* **EXERCISE**: Pick up the forum post about the SAPI speech recognition script and continue it from its last line.

===== EXCERPTED PASSAGE =====

Jump to content

SAPI (Windows Speech Recognition API) recognition help


Recommended Posts

Modified version of code here:

#include <File.au3>
#include <Misc.au3>

;Only allow one instance of the program to run.
If _Singleton("Voice Commands", 1) = 0 Then
    Exit
EndIf

Dim $spokenWords
Dim $voiceCommands = _FileListToArray(@WorkingDir & "\Voice Commands")
Dim $voiceCommandsCap = $voiceCommands[0]
Dim $voiceCommandName
Dim $splitCommand
Dim $splitRecognition
Dim $parameter
Dim $sendParameter
Dim $count
Dim $skipSearch
Dim $transcriptionMode

Global $h_Context = ObjCreate("SAPI.SpInProcRecoContext")
Global $h_Recognizer = $h_Context.Recognizer
Global $h_Grammar = $h_Context.CreateGrammar(1)
$h_Grammar.Dictationload
$h_Grammar.DictationSetState(1)

===== GIVEN RECORDS =====

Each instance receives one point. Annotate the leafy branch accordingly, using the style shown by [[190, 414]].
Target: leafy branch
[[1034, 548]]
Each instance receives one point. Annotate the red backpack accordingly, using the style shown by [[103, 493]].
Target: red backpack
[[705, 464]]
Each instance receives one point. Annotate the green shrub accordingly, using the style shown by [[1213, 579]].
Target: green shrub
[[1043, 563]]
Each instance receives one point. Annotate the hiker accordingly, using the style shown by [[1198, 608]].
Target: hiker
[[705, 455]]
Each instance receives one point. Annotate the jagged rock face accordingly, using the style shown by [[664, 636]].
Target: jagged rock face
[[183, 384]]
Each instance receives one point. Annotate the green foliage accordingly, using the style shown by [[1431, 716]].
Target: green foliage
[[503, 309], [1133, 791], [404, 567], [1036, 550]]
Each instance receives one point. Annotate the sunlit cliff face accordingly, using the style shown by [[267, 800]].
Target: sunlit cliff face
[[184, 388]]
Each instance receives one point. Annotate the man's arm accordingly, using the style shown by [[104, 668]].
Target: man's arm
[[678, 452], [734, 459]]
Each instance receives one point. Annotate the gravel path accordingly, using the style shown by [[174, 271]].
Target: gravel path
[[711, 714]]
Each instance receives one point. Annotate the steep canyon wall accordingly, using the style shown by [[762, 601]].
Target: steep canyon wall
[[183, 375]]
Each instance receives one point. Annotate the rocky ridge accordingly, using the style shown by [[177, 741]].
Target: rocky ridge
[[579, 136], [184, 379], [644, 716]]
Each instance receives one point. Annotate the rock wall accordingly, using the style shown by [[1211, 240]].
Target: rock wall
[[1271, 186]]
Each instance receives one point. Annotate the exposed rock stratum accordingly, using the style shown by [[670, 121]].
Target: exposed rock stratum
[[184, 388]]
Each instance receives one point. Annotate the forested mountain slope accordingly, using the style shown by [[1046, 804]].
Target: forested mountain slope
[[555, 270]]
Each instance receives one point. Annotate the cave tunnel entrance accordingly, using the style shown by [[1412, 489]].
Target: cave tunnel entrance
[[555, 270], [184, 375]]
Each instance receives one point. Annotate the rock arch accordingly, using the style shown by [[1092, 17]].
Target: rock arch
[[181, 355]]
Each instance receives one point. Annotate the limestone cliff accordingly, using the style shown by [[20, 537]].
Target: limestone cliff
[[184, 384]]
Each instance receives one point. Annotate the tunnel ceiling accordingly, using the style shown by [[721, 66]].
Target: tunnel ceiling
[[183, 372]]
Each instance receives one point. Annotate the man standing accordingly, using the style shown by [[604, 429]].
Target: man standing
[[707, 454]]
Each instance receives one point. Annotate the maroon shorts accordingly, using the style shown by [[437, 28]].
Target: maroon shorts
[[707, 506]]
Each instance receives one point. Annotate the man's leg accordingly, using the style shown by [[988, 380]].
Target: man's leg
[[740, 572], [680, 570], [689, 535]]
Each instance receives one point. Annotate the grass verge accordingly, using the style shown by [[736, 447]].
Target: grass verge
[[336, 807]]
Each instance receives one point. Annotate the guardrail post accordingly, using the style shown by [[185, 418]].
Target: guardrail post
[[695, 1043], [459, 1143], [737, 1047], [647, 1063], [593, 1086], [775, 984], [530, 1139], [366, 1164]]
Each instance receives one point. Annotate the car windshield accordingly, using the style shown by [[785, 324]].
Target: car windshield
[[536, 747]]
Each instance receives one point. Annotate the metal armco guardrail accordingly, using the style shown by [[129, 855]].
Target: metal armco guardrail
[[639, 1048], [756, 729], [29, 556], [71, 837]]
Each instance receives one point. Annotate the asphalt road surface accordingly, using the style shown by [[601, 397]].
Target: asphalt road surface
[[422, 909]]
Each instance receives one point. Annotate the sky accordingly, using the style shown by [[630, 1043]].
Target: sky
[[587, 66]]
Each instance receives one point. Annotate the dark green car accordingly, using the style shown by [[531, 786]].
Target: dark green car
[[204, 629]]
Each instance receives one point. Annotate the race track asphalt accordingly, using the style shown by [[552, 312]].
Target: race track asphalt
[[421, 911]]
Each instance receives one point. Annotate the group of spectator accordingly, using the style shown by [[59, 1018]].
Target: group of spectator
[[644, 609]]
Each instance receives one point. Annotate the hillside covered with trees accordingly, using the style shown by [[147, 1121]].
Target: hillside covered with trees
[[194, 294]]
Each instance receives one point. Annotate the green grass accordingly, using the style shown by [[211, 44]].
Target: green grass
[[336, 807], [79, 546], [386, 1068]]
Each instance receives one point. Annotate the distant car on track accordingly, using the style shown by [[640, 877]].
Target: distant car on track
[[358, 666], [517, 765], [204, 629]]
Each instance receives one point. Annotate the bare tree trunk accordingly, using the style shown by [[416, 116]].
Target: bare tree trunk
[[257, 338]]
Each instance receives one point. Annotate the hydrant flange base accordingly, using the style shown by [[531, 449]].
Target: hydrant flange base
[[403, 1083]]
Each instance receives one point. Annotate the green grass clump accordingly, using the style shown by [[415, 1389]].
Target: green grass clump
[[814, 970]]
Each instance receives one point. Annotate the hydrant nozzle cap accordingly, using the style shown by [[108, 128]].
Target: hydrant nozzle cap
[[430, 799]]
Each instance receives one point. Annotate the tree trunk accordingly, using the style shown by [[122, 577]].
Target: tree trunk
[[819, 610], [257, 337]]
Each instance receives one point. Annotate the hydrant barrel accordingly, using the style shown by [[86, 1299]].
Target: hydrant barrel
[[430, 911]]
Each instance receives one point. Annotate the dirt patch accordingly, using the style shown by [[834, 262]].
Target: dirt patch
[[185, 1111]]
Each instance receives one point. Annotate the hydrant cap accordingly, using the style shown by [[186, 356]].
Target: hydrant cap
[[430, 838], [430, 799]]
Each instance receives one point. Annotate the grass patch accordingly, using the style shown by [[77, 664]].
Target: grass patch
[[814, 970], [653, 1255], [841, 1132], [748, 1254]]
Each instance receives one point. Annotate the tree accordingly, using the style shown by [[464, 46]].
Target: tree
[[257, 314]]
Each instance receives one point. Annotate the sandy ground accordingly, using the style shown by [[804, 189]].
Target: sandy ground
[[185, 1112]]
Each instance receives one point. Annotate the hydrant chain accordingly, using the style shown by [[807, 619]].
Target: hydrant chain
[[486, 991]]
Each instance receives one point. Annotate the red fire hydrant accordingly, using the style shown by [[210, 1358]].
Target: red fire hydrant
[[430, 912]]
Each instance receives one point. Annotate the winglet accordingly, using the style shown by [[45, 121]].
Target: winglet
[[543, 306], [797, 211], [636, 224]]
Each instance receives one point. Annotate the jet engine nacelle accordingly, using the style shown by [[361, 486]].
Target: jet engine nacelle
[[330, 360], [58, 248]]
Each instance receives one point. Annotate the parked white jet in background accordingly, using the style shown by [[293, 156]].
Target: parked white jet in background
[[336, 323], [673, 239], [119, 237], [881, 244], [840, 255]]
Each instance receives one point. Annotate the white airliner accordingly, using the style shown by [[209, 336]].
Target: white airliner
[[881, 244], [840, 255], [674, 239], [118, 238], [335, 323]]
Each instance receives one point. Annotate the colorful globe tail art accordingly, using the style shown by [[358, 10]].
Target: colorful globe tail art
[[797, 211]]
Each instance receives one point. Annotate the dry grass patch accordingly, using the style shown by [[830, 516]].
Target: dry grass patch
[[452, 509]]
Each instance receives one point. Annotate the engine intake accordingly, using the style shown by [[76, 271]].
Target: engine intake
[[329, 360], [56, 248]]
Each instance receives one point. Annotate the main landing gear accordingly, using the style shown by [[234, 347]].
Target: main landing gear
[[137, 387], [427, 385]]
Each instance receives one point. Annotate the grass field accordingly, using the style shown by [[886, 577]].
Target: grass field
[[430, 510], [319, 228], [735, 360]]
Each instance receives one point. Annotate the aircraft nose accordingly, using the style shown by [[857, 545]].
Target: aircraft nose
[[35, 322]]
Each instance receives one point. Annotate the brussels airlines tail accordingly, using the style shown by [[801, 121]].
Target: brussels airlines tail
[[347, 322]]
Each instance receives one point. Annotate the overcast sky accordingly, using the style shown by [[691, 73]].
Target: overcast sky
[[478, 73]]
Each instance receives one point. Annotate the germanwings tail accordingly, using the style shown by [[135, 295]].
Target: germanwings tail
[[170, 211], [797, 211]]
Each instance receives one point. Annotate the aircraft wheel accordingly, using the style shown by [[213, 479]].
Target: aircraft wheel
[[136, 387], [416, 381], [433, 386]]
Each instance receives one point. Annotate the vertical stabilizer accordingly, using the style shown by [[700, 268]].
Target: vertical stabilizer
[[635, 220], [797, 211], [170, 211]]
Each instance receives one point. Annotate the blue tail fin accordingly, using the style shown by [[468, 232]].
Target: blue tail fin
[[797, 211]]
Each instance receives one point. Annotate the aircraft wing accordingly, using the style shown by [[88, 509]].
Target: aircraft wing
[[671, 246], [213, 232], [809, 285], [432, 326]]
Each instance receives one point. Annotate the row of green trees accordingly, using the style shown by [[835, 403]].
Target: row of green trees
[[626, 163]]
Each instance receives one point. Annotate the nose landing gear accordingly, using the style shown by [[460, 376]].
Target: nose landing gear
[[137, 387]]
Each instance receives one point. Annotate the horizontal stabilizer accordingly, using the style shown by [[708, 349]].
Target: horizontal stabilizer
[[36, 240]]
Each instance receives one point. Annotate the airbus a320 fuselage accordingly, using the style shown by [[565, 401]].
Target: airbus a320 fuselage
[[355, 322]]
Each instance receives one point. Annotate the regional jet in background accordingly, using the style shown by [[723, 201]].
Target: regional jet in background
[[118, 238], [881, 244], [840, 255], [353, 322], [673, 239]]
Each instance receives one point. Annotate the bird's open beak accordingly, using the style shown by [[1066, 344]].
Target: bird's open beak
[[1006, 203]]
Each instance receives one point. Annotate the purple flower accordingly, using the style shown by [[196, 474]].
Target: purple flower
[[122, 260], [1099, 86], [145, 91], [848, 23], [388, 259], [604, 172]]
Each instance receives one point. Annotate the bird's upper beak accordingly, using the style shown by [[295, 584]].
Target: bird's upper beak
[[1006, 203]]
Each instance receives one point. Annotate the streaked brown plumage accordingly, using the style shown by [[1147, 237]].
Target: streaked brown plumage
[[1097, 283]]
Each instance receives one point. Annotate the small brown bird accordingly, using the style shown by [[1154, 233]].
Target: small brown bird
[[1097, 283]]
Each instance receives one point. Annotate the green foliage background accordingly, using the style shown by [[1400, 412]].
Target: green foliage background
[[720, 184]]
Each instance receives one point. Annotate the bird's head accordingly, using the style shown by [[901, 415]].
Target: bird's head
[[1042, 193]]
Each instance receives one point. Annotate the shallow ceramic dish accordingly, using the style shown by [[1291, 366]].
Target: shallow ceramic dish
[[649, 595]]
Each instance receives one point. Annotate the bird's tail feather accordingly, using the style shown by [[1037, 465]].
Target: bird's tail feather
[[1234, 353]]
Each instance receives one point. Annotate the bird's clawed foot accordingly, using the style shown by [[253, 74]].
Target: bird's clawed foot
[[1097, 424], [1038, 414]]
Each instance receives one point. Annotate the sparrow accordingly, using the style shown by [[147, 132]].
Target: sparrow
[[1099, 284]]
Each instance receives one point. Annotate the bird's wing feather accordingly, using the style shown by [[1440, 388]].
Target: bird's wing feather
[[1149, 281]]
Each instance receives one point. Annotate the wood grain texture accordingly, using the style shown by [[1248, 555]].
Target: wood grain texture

=====

* **OUTPUT BELOW**:
;Create a token for the default audio input device and set it
Global $h_Category = ObjCreate("SAPI.SpObjectTokenCategory")
$h_Category.SetId("HKEY_LOCAL_MACHINE\SOFTWARE\Microsoft\Speech\AudioInput\TokenEnums\MMAudioIn\")
Global $h_Token = ObjCreate("SAPI.SpObjectToken")
$h_Token.SetId("HKEY_LOCAL_MACHINE\SOFTWARE\Microsoft\Speech\AudioInput\TokenEnums\MMAudioIn\")
$h_Recognizer.AudioInput = $h_Token

Global $i_ObjInitialized = 0

Global $h_ObjectEvents = ObjEvent($h_Context, "SpRecEvent_")
If @error Then
    ConsoleWrite("ObjEvent error: " & @error & @CRLF)
    $i_ObjInitialized = 0
Else
    ConsoleWrite("ObjEvent created Successfully!" & @CRLF)
    $i_ObjInitialized = 1
EndIf

While $i_ObjInitialized
    Sleep(5000)
    ;Allow the Audio In to finalize processing on the last 5 second capture
    $h_Context.Pause
    ;Resume audio in processing
    $h_Context.Resume
    ;Reset event function allocation (what is this? I think its garbage collection or something, needs clarification)
    $h_ObjectEvents = ObjEvent($h_Context, "SpRecEvent_")
WEnd

Func SpRecEvent_Hypothesis($StreamNumber, $StreamPosition, $Result)
    ConsoleWrite("Hypothesis(): Hypothized text is: " & $Result.PhraseInfo.GetText & @CRLF)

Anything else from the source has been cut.